» Seçilen Metin:
————————

Hukuki.NET


Yargıtay içtihatları bölümü

Yargıtay Kararı

 


T.C.
YARGITAY
Hukuk Genel Kurulu
E: 1982/118
K: 1984/493
T: 02.05.1984
DAVA : Taraflar arasındaki "tescil" davasından dolayı yapılan yargılama sonunda; Kurtalan Asliye Hukuk Mahkemesince davanın kabulüne dair verilen 24.11.1980 gün ve 1979/118 E. 1980/144 K. sayılı kararın incelenmesi davalı Hazine temsilcisi tarafından istenilmesi üzerine, Yargıtay 8. Hukuk Dairesinin 13.5.1981 gün ve 1981/5260-5555 sayılı ilamıyla; (...Dava 1617 sayılı Toprak ve Tarım Reformu Ön Tedbirler Kanununun yürürlüğü sırasında açılmıştır. Tescil istem ve kararı, 766 sayılı Topulama Kanunun 33. maddesinin ilk fıkrasına dayanmaktadır. Anılan maddenin 1617 sayılı Kanunla değişik 4. fıkrası hükmüne göre, bir tapulama bölgesinde aynı maddenin 1,2 ve 3. fıkraları uyarınca bir kişilin zilyedlikle iktisap edebileceği taşınmazların toplam büyüklüğü 50 dönümü ve herbir parçanın yüzölçümü 20 dönümü geçemez. Bu itibarla bu yönler gözönünde tutulmak suretiyle keyfiyet gereği gibi araştırılıp tesbit olunmak ve sonucuna göre bir karar verilmek gerekirken bunlardan zuhul ve eksik inceleme ile yazılı şekilde hüküm tesisi isabetsizdir..) gerekçesiyle bozularak dosya yerine geri çevrilmekle, yeniden yapılan yargılama sonunda; mahkemece önceki kararda direnilmiştir.

————————

» Görevler:
**A.** Yargıtay kararına göre aşağıdaki soruları yanıtlayın.
(i) Davanın kabulüne dair kararı hangi mahkeme vermiştir?
(ii) Bir kişinin zilyedlikle iktisap edebileceği taşınmazların toplam büyüklüğü kaç dönümü geçemez?
(iii) Kararı bozan ilam hangi daireye aittir?
**B.** Aşağıdaki ifadelerin Yargıtay kararıyla uyuşup uyuşmadığını belirtin ve her biri için metinden belirleyici sözleri alıntılayın.
(i) Dava, 1617 sayılı Kanunun yürürlükte olduğu dönemde açılmıştır.
(ii) Her bir parçanın yüzölçümü 30 dönüme kadar çıkabilir.
(iii) Yeniden yapılan yargılamada mahkeme bozma kararına uymuştur.
**C.** Lütfen Yargıtay kararının devamını yazın.

————————

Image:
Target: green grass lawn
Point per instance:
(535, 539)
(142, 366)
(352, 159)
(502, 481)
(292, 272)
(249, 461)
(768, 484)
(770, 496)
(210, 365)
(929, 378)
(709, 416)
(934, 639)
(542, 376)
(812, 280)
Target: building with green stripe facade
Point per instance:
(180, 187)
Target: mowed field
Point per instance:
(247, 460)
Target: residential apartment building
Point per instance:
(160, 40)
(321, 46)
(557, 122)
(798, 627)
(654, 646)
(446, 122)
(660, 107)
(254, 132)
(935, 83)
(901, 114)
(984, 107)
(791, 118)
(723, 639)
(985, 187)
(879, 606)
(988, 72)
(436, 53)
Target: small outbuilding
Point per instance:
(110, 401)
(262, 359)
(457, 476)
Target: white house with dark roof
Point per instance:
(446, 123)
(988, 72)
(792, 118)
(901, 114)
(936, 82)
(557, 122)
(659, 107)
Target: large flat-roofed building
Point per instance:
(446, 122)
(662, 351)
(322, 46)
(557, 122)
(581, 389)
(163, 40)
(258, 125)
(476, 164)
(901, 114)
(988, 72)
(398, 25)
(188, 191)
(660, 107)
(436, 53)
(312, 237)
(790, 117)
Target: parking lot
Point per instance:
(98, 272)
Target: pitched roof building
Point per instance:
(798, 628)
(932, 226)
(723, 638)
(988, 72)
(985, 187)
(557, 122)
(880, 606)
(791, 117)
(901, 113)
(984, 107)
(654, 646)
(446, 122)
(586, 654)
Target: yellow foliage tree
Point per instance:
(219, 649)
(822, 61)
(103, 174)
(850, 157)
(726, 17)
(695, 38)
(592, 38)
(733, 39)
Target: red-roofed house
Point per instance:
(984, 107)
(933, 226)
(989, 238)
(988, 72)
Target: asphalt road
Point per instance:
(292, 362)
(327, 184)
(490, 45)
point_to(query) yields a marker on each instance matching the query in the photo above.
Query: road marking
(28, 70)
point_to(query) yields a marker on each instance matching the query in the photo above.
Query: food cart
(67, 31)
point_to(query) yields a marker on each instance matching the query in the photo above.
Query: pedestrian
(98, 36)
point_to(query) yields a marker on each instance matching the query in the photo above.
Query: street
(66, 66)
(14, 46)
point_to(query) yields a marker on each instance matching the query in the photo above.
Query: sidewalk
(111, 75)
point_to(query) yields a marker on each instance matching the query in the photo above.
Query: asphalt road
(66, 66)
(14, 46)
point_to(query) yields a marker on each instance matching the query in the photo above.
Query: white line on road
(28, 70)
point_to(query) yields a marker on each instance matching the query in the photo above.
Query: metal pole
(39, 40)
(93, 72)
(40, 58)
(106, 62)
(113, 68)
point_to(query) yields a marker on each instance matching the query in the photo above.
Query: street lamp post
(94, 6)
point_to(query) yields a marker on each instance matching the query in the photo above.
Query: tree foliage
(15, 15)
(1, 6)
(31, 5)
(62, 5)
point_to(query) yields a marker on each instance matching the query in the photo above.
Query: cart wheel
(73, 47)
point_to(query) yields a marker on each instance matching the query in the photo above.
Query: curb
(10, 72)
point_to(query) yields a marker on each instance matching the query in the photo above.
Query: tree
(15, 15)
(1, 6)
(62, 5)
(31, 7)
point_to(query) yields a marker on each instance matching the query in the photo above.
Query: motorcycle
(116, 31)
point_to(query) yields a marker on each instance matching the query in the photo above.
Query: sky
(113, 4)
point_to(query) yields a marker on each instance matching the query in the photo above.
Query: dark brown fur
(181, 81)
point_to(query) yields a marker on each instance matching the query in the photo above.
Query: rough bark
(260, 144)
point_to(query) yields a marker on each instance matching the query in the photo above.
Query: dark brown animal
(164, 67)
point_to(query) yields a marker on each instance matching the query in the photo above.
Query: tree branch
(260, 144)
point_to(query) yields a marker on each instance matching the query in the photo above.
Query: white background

————————

» Verilen Yanıtlar:
**A.**
(i) Kurtalan Asliye Hukuk Mahkemesi
(ii) 50 dönüm
(iii) Yargıtay 8. Hukuk Dairesi

**B.**
(i) Evet: "Dava 1617 sayılı Toprak ve Tarım Reformu Ön Tedbirler Kanununun yürürlüğü sırasında açılmıştır."
(ii) Hayır: "herbir parçanın yüzölçümü 20 dönümü geçemez"
(iii) Hayır: "mahkemece önceki kararda direnilmiştir"

**C.**
Temyiz eden: Davalı hazine Temsilcisi Malmüdürü (N.N.)
Hukuk Genel Kurulunca incelenerek direnme kararının süresinde temyiz edildiği anlaşıldıktan ve dosyadaki kağıtlar okunduktan sonra gereği görüşüldü:
KARAR : Davacı, 15.5.1979 tarihli dava dilekçesinde, (..Kurtalan ilçesinin Sümer mahallesindeki arsası üzerine bir bina inşa ettiğini, 30 seneden fazla bir zamandan beri malik sıfatıyla zilyedi bulunduğu taşınmazın, tapuda kayıtlı olmadığını..) ileri sürerek, MK.nun 639/1 maddesi hükmü gereğince adına tapuya tesciline karar verilmesini istemiştir.
Yerel mahkeme, istek doğrultusunda, davanın kabulüne karar vermiş; bu karar, davalı Hazinenin temyizi üzerine, Özel Dairenin metni yukarıya aynen alınan ilamıyle bozulmuştur.
Ancak, mahkeme; (..Dava konusu taşınmazın Belediye sınırları içinde bulunduğu, 766 sayılı Tapulama Kanununun 1617 sayılı Kanunla değişik 33. maddesi hükmünün Belediye sınırları içindeki taşınmazlar hakkında uygulanamayacağı..) gerekçesiyle eski kararında direnmiştir.
Görülüyor ki mahkeme ile Özel Daire arasındaki uyuşmazlık, "Tapulama Kanununun 1617 sayılı Kanunla değişik 33. maddesi hükmünün, Belediye sınırları içinde kalan taşınmazlar hakkında açılan tescil davalarında da uygulanması gerekip gerekmediği" noktasında toplanmaktadır.
Davanın, MK.nun 639/1. maddesi hükmünden kaynaklanan bir tescil davası olduğu ve taşınmazın Belediye sınırları içinde bulunduğu konuları ise tartışmasızdır.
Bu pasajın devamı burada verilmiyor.